───── DATASET ROWS
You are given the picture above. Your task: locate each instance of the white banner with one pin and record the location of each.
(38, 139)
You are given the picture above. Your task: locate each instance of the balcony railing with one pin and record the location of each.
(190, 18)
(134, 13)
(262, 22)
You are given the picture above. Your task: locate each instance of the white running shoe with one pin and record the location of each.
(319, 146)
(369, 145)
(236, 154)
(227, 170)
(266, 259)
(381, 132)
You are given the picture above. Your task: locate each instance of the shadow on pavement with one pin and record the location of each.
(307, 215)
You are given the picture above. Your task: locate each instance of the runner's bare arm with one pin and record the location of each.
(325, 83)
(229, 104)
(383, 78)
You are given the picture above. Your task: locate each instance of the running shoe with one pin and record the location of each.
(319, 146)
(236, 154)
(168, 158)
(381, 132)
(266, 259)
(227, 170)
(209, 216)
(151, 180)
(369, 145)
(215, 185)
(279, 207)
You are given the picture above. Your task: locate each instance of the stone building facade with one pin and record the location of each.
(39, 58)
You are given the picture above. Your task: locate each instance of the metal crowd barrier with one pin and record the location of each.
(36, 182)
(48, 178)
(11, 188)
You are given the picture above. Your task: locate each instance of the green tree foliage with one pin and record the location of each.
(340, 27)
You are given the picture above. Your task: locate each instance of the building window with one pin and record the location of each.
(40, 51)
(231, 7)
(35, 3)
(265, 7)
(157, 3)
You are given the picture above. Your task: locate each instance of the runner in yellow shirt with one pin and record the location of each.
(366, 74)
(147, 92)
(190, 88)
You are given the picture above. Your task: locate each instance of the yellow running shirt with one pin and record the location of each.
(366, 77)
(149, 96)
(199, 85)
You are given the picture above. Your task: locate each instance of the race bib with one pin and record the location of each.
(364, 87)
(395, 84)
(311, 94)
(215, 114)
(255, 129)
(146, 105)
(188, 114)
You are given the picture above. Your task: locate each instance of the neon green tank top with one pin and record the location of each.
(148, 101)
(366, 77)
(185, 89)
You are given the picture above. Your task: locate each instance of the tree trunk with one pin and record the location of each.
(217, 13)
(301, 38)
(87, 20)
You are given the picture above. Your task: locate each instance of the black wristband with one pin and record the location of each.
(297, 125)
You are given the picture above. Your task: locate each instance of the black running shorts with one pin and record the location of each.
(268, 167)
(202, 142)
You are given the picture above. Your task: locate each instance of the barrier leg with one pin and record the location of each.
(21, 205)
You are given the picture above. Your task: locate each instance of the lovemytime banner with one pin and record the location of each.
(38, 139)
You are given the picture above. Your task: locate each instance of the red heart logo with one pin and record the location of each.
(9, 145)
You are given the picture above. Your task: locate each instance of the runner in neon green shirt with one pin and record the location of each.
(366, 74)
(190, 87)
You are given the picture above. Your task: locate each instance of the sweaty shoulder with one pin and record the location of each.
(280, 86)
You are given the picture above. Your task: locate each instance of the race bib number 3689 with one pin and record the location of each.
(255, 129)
──────────
REQUIREMENTS
Please recast all of the material above as a numbered list, leaving out any blank lines.

REPLY
1. You are given the picture above. Your task: locate each instance of the white banner with one pin and record the location of each.
2. (38, 139)
3. You are given the picture above. Your task: locate each instance of the balcony railing with one pin and record the location of each.
4. (190, 18)
5. (134, 13)
6. (262, 22)
7. You are given the picture above. Your task: locate each instance of the white running shoe with one pin and record the location of each.
8. (319, 146)
9. (369, 145)
10. (236, 154)
11. (227, 170)
12. (266, 259)
13. (381, 132)
14. You are given the picture above. Your task: locate each instance of the shadow on pavement with one pin and record the location of each.
15. (307, 215)
16. You are given the picture above. Your task: locate each instance of the runner's bare arm with one pin and record the location of each.
17. (325, 83)
18. (229, 104)
19. (383, 78)
20. You are given the picture above. Your task: locate each instance of the running shoe with one pin and record the location of each.
21. (319, 146)
22. (236, 154)
23. (168, 158)
24. (381, 132)
25. (266, 259)
26. (227, 170)
27. (209, 216)
28. (151, 180)
29. (369, 145)
30. (215, 185)
31. (279, 207)
32. You are given the picture above. Your task: locate each instance of the stone building facade with one pin and record the location of each.
33. (39, 58)
34. You are given the picture above. Your task: locate each instance of the metal crowd barrier with one pin and record the location of each.
35. (36, 182)
36. (48, 178)
37. (11, 188)
38. You are given the picture above. Your task: locate each instance of the green tree foliage with one pin and record the location of each.
39. (340, 27)
40. You are given the picture above. Your task: locate each instance of the building window with one pin and record the location of each.
41. (40, 51)
42. (231, 7)
43. (35, 3)
44. (265, 7)
45. (157, 3)
46. You are given the picture above. Your task: locate each instance of the runner in yellow shirt with one pin and record the location of each.
47. (366, 74)
48. (147, 92)
49. (190, 88)
50. You are given the picture above. Your task: locate each instance of the yellow running shirt with one pin and record the location of each.
51. (366, 77)
52. (149, 96)
53. (199, 85)
54. You are given the picture above. Your task: locate each instance of the race bib with one pin and record the location of each.
55. (364, 87)
56. (395, 84)
57. (311, 94)
58. (215, 114)
59. (255, 129)
60. (146, 105)
61. (188, 114)
62. You are given the picture above. Your task: locate each instance of the neon green tank top with one pin and record the location of each.
63. (148, 101)
64. (366, 77)
65. (185, 89)
66. You are given the picture above. Your task: locate each instance of the tree trunk with one pin and record the location of each.
67. (217, 13)
68. (301, 38)
69. (87, 20)
70. You are given the picture above. Your task: locate each instance of the black wristband with one pin and record the location of each.
71. (297, 125)
72. You are given the picture above. Your task: locate each instance of the black running shorts with one pin and record the location of each.
73. (268, 167)
74. (202, 142)
75. You are given the picture above. Your task: locate each instance of the barrier leg with one pin and record the location of each.
76. (21, 205)
77. You are given the picture above. Your task: locate each instance of the lovemytime banner with one pin and record the location of each.
78. (38, 139)
79. You are given the picture above. Your task: locate each instance of the red heart logo with one pin and record the location of each.
80. (9, 145)
81. You are given the picture above. Your task: locate each instance of the runner in neon green shirt with one pin and record the location of each.
82. (366, 74)
83. (190, 87)
84. You are given the picture above. Your task: locate each instance of the sweaty shoulder with one pin and record the location of each.
85. (280, 86)
86. You are given the picture above. Your task: locate each instance of the race bib number 3689 with one pin and record the location of each.
87. (255, 129)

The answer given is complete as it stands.